**** Document text ****

It’s been a week since the government announced its decision to invalidate high denomination notes of Rs 500 and Rs 1,000– which accounted for over 80 per cent of the old paper currency in circulation. But the agony for the people continues as they struggle to secure cash to manage their day-to-day expenses. It is as if the whole of India has queued up outside the banks.
At a bank branch in South Delhi, there were at least 60 persons in line even before the bank gate opened at 9:30 am. The queue doubled in length over the next hour as the guards tried to calm down some of the rowdies. As the people pushed and shoved to get in, the bank officials came out and started sending people inside in batches of four to keep the situation under control and manageable for the bank staff.
These queues are great levellers, no rich, no poor. In line were office-goers lugging their laptop bags and sporting corporates name tags, housewives dragging small kids, other working women, senior citizens, poor labourers, household helps, government officials and even some policemen.

**** Supplied entries ****

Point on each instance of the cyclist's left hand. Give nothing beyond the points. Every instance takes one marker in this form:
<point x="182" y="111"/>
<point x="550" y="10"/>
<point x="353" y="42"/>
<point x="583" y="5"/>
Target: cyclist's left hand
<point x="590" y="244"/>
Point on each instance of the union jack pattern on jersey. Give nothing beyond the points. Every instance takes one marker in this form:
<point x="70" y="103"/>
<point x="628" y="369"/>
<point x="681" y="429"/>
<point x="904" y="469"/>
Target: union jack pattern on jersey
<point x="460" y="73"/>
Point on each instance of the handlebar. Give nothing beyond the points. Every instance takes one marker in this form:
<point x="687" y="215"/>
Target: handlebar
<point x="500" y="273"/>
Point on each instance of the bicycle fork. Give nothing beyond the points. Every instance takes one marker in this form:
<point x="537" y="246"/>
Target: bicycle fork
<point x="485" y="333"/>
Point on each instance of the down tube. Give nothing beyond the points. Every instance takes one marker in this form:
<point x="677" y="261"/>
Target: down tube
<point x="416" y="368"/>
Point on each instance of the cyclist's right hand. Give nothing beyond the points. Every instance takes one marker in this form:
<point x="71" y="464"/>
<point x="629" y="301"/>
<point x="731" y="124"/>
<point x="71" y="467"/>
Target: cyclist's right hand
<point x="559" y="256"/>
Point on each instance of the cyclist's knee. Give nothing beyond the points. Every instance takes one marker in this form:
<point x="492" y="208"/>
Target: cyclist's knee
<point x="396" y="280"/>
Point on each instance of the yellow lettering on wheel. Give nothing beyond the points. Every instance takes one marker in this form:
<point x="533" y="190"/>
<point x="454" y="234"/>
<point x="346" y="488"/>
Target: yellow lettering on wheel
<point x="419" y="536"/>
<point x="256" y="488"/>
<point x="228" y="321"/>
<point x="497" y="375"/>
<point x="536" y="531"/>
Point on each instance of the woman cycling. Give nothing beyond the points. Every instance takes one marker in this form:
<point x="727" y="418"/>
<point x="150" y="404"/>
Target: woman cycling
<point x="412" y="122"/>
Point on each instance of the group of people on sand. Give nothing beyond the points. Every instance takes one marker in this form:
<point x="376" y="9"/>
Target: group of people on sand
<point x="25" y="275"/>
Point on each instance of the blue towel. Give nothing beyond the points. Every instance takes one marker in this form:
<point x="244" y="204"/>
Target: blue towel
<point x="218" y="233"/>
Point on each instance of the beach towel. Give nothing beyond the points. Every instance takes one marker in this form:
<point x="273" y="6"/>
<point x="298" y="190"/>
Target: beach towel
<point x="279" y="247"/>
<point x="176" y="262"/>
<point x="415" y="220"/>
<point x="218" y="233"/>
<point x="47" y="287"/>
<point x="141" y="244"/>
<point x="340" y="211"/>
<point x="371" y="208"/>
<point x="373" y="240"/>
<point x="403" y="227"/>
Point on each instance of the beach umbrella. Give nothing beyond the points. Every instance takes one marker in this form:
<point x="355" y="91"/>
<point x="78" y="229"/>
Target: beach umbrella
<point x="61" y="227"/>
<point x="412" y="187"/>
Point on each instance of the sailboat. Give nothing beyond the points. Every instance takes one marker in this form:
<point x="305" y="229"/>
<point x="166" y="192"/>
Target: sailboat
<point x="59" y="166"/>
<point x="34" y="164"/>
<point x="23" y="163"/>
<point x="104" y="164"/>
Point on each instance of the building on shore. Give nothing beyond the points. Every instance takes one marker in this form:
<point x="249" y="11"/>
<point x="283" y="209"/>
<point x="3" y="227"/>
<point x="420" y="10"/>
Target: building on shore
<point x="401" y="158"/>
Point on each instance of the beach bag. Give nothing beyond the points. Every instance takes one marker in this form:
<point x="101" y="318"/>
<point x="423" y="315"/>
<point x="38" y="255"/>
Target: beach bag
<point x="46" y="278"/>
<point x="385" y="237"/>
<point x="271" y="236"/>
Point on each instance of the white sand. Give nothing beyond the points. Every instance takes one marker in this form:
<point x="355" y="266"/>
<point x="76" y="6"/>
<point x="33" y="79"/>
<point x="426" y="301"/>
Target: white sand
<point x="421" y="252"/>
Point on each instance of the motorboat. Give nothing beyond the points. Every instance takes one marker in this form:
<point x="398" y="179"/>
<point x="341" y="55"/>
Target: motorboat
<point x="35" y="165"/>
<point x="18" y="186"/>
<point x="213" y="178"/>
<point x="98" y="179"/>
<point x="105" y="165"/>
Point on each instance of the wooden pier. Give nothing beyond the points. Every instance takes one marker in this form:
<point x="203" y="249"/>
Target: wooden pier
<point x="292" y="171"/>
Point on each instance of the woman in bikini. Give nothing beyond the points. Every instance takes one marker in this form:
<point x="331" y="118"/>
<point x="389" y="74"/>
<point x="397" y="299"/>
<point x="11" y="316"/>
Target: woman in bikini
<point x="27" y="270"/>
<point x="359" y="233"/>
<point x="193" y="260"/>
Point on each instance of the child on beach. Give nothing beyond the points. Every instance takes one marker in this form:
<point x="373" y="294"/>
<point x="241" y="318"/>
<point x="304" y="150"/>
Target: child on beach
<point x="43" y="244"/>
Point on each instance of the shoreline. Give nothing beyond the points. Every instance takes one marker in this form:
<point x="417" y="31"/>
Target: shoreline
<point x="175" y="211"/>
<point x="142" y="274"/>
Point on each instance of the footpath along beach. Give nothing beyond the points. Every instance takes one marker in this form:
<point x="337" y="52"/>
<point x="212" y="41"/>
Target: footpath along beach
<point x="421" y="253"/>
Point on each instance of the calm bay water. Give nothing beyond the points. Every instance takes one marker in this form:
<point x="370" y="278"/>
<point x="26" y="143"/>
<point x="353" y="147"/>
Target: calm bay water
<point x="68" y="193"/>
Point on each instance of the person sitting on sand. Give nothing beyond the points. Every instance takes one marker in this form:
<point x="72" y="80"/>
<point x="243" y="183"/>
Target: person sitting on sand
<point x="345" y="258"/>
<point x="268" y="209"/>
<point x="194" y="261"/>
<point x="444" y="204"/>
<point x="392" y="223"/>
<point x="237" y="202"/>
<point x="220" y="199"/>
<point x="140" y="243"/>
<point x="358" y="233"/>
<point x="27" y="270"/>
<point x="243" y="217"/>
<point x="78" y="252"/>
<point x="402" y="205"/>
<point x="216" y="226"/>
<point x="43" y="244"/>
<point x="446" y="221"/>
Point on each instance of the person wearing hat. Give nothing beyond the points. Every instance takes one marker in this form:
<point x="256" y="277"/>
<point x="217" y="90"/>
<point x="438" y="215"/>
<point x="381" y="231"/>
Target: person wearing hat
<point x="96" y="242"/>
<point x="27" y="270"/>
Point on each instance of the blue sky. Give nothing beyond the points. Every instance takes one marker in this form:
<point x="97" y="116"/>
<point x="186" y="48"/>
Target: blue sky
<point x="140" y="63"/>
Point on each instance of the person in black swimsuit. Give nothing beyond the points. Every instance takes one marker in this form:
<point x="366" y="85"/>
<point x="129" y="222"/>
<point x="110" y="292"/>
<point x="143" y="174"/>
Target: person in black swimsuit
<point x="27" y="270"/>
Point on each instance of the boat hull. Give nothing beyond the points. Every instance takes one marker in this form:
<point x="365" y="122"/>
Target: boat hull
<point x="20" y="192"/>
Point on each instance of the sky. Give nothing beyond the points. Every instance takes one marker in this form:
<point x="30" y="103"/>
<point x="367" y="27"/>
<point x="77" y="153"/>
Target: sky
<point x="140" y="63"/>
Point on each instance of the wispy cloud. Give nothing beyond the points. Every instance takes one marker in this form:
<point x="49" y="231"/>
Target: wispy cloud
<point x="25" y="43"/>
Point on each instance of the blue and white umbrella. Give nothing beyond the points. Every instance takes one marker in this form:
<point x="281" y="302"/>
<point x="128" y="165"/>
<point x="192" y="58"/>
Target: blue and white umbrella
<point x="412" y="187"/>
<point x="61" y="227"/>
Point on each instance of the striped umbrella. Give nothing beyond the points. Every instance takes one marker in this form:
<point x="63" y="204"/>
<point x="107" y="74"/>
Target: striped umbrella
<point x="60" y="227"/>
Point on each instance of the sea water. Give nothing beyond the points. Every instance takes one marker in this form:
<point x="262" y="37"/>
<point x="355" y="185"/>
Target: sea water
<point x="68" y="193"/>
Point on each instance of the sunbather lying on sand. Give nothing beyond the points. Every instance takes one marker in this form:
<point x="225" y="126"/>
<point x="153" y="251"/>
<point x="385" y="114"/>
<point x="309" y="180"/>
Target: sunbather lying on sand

****

**Task to complete**
Copy the bank-queue passage between "It’s been a" and "the bank staff.", inclusive, changing "rowdies" to "troublemakers".

**Task result**
It’s been a week since the government announced its decision to invalidate high denomination notes of Rs 500 and Rs 1,000– which accounted for over 80 per cent of the old paper currency in circulation. But the agony for the people continues as they struggle to secure cash to manage their day-to-day expenses. It is as if the whole of India has queued up outside the banks.
At a bank branch in South Delhi, there were at least 60 persons in line even before the bank gate opened at 9:30 am. The queue doubled in length over the next hour as the guards tried to calm down some of the troublemakers. As the people pushed and shoved to get in, the bank officials came out and started sending people inside in batches of four to keep the situation under control and manageable for the bank staff.